▸ **Aim of the exercise**
Transcribe all of the records exactly, leaving every line as it is.

(Records from a data collection)
◇ ◇ ◇ ◇ ◇

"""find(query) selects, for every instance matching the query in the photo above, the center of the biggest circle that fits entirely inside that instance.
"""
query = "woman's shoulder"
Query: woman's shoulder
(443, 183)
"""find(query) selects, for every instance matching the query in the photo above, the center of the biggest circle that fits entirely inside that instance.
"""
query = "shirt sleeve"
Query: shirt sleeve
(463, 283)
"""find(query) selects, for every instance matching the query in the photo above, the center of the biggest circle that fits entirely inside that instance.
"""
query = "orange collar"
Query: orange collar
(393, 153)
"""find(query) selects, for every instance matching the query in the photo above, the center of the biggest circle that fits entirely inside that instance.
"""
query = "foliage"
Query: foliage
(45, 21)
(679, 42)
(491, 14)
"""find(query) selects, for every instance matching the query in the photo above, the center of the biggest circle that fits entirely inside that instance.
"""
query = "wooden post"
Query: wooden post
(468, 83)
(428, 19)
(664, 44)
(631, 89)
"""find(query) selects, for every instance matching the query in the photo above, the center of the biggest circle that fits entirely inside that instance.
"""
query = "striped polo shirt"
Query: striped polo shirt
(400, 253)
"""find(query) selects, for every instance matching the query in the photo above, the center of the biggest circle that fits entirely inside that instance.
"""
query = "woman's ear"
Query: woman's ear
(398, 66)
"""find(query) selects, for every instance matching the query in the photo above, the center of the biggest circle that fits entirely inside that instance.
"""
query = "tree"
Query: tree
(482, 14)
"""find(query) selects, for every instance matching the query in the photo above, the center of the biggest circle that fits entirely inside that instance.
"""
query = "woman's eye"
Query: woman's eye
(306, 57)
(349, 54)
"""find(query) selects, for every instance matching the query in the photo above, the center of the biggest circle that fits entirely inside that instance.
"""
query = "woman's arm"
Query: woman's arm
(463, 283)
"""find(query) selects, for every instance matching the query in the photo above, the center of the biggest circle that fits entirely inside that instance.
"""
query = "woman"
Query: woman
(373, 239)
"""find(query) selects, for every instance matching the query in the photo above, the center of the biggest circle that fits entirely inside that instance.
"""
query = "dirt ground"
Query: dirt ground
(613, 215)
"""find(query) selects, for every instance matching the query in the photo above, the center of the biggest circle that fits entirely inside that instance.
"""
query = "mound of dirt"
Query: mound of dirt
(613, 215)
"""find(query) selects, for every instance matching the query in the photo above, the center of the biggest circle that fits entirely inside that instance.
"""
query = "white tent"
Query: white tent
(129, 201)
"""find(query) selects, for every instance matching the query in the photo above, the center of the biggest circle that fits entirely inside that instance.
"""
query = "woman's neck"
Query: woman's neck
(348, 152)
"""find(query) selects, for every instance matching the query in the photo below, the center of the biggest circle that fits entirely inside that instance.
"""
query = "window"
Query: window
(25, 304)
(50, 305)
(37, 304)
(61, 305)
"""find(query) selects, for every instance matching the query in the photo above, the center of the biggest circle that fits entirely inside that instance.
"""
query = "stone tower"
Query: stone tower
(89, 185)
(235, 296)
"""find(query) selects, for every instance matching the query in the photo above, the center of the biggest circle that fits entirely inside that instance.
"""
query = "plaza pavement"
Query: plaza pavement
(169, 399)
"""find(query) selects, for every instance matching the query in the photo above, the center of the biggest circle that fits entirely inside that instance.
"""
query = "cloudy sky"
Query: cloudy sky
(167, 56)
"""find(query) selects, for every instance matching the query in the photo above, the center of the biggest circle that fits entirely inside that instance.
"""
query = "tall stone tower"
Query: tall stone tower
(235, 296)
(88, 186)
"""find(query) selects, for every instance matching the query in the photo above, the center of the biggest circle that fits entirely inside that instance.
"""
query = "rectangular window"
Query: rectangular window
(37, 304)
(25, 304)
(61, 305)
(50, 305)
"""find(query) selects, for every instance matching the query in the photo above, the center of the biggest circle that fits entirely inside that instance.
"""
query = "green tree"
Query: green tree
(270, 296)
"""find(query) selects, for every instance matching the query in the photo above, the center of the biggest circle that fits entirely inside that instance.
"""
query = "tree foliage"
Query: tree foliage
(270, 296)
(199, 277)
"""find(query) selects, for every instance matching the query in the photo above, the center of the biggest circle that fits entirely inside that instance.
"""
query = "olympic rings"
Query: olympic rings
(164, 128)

◇ ◇ ◇ ◇ ◇

▸ **Result of this exercise**
"""find(query) selects, for every instance matching the query in the photo above, the center of the biggest circle that fits entirely inside that instance.
"""
query = "woman's shoulder"
Query: woman's shoulder
(443, 183)
"""find(query) selects, for every instance matching the query in the photo above, the center of the biggest circle that fits entirely inside that instance.
"""
query = "shirt sleeve"
Query: shirt sleeve
(463, 283)
"""find(query) selects, for every instance matching the query in the photo above, the center of the biggest circle that fits entirely inside that instance.
"""
query = "orange collar"
Query: orange collar
(393, 153)
"""find(query) selects, for every instance matching the query in the photo above, the center of the biggest circle that fits entirely inside that instance.
"""
query = "foliage"
Query: foliage
(45, 21)
(679, 42)
(491, 14)
"""find(query) selects, for every instance matching the query in the photo above, the center of the biggest circle that fits entirely inside that instance.
"""
query = "wooden post"
Query: wooden post
(468, 83)
(428, 19)
(664, 44)
(631, 89)
"""find(query) selects, for every instance matching the query in the photo above, the center of the biggest circle that fits entirely inside that instance.
"""
query = "striped polo shirt"
Query: striped polo shirt
(400, 253)
"""find(query) selects, for every instance matching the query in the photo above, the center of the biggest circle that fits entirely inside that instance.
"""
query = "woman's ear"
Query: woman's ear
(398, 66)
"""find(query) selects, for every instance matching the query in the photo above, the center of the biggest circle that fits entirely inside that instance.
"""
query = "tree"
Query: tree
(482, 14)
"""find(query) selects, for every instance matching the query in the photo above, the center of the biggest circle that fits entirely inside that instance.
"""
query = "woman's eye"
Query: woman's eye
(306, 57)
(349, 54)
"""find(query) selects, for every instance matching the query in the photo above, the center of the biggest circle that fits entirely inside that instance.
"""
query = "woman's arm"
Query: woman's arm
(463, 283)
"""find(query) selects, for every instance matching the query in the photo above, the center of the biggest circle that fits entirely inside that instance.
"""
query = "woman"
Query: woman
(373, 239)
"""find(query) selects, for every instance matching the query in the photo above, the center of the biggest circle that fits entirely inside that instance.
"""
query = "dirt ground"
Query: dirt ground
(613, 215)
"""find(query) selects, for every instance matching the query in the photo above, the center of the biggest circle that fits entirely inside that instance.
"""
query = "mound of dirt"
Query: mound of dirt
(613, 215)
"""find(query) selects, for every instance matching the query in the photo above, the center of the biggest circle that fits entirely inside that instance.
"""
query = "white tent"
Query: white tent
(129, 201)
"""find(query) selects, for every instance matching the query in the photo above, the center of the biggest circle that fits entirely inside that instance.
"""
query = "woman's neck"
Query: woman's neck
(348, 152)
"""find(query) selects, for every instance matching the query in the photo below, the center of the biggest circle that fits entirely inside that instance.
"""
query = "window"
Query: window
(25, 304)
(50, 305)
(37, 304)
(61, 305)
"""find(query) selects, for every instance matching the query in the photo above, the center of the biggest circle that fits entirely inside that instance.
"""
query = "stone tower"
Query: stone tower
(89, 185)
(235, 296)
"""find(query) selects, for every instance matching the query in the photo above, the center of the biggest circle that fits entirely inside that instance.
"""
query = "plaza pavement"
Query: plaza pavement
(169, 399)
"""find(query) selects, for every instance matching the query in the photo above, the center of the biggest circle that fits entirely inside that instance.
"""
query = "cloudy sky"
Query: cloudy sky
(167, 56)
"""find(query) selects, for every instance matching the query in the photo above, the center of the biggest circle that fits entirely inside that instance.
"""
query = "tall stone tower"
Query: tall stone tower
(235, 296)
(88, 186)
"""find(query) selects, for every instance matching the query in the photo above, the center of the biggest circle that fits entirely inside that instance.
"""
query = "rectangular window"
Query: rectangular window
(37, 304)
(25, 304)
(61, 305)
(50, 305)
"""find(query) selects, for every instance matching the query in the photo above, the center of the biggest circle that fits entirely inside that instance.
"""
query = "green tree"
Query: green tree
(270, 296)
"""find(query) selects, for every instance matching the query in the photo above, the center of the biggest circle that fits entirely inside that instance.
"""
query = "tree foliage"
Query: tree foliage
(270, 296)
(199, 277)
"""find(query) selects, for every instance matching the query in the photo above, the center of the biggest circle that fits entirely inside that instance.
"""
query = "olympic rings"
Query: olympic rings
(164, 128)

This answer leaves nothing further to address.